[Opening Reading text section]
It’s hardly news when a video “goes viral” these days. “Going viral” just means that people are passing something along to more people, and those people are passing it along, and those people are passing it along. Sort of like, well, a virus.
Happens a lot with the internet. It happened before the internet, too. I remember seeing faded fifteenth-generation photocopied jokes passed around the office, long before anyone had dreamed up the prefix “http”.
Going viral just mean that people think something is interesting enough or important enough to send it to others.
A recent virality that came my way is a video clip about wealth inequality in the U.S.
Inequality, like viruses, is not new. Americans talked about it in the 70s, back in the days when, by some measures, it was actually decreasing. They talked about it more in the 80s. And maybe a little less in the 90s, maybe because it didn’t seem to be getting much worse then. And then more again in the Aughties.
In truth, they never should have stopped talking about it. Inequality has been increasing in the U.S. pretty steadily for decades. It increased severely in the 80s, with the Reagan Revolution of decreasing taxes and “regulation”.
Inequality increased in the 90s, too, despite having a Democratic President and an economic boom. That boom did lift nearly all boats, but it lifted the richest boats a lot more than the poorest.
And the Aughties. That shouldn’t be much of a surprise. Having a President intent on slashing already-low tax rates for the wealthiest is a sure-fire way to increase inequality.
Admittedly, there have been many other factors at play in increasing inequality in America. Increased global trade and decreased labor clout among them. Economists are still sorting out the exact reasons why the richest have been getting so much richer than everyone else. Some conclude that it’s mostly an increase in the “returns to skill”, whatever that means.
And there arguably are benefits to increased inequality. Giving people more incentives to work harder and produce more could create more wealth for everyone in the long haul. And wealthy people save more of their money, providing funds for future capital growth. That can be good for an economy.
[Closing Reading text section]
[Opening Given records section]
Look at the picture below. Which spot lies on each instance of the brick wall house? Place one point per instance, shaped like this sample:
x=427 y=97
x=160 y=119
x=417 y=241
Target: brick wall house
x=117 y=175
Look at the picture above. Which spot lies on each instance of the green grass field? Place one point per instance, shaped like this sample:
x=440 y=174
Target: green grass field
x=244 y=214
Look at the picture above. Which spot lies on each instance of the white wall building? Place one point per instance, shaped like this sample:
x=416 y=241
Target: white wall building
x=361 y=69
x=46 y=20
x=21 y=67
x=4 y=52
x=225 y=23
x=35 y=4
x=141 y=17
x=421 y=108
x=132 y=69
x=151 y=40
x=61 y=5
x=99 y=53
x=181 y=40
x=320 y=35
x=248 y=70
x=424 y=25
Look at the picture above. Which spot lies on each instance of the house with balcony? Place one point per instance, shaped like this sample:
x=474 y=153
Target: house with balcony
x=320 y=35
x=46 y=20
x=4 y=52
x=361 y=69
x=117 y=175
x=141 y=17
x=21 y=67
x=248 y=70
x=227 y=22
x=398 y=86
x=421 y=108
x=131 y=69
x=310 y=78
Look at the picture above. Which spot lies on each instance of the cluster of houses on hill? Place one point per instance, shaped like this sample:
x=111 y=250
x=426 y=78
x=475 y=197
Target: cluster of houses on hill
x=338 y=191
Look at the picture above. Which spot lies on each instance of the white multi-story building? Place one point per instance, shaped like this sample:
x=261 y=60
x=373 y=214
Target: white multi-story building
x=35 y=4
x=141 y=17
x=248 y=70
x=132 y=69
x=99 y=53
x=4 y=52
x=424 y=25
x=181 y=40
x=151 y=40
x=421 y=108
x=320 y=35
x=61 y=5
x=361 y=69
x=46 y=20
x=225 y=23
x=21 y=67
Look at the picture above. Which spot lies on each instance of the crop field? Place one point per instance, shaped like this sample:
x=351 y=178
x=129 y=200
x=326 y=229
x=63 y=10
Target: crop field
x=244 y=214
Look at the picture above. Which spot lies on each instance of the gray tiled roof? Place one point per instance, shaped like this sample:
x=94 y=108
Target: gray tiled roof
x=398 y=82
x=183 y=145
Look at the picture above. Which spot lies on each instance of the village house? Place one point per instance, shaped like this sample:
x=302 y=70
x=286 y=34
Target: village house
[Closing Given records section]
**Work request A:**
Please write out a passage from the essay on wealth inequality, beginning at the words "Inequality increased in" and stopping after the words "than the poorest.".
**Work request B:**
Besides tax policy, which two factors does the essay on wealth inequality name among the other causes of rising inequality in America?
**Work request C:**
Carry the essay on wealth inequality further, starting after its final sentence.

**Answer A:**
Inequality increased in the 90s, too, despite having a Democratic President and an economic boom. That boom did lift nearly all boats, but it lifted the richest boats a lot more than the poorest.

**Answer B:**
Increased global trade and decreased labor clout.

**Answer C:**
But how much incentive do people need? Do $60 million bonuses really motivate CEOs to work all that much harder and smarter than $6 million bonuses? Does having a $1 billion payoff for creating a successful new company really help the economy that much more than having a $100 million payoff?
Or instead, are such insanely huge incentives actually destructive? Do they cause people to use any and every method at their disposal, ethical or not, to fight and kick their ways to the top? Lead people to do things that harm their companies and the country, in their all-out attempts to make just a million more? Lie, cheat, steal, deceive, delude, distort, betray, swindle, defraud, abuse, anything it takes?
To me, there’s no doubt. It’s possible for incentives to be too big, and we’re long past that point.
Anyhow, this viral video is a great overview of the wealth inequality problems America’s facing these days – well worth the few minutes it takes to watch.
We might not be certain what is causing the huge increases in inequality that we’ve been seeing since the 1980s. But there’s little reason to believe that it’s a good thing, either for the economy as a whole, or for the masses of Americans who are seeing their relative financial positions deteriorate.
And it’s clear what can and should be done about it. Restore the progressive tax system we had, redistribute wealth intelligently and productively, and enact smart regulation to ensure that growth benefits everyone, not just the 0.01 percent.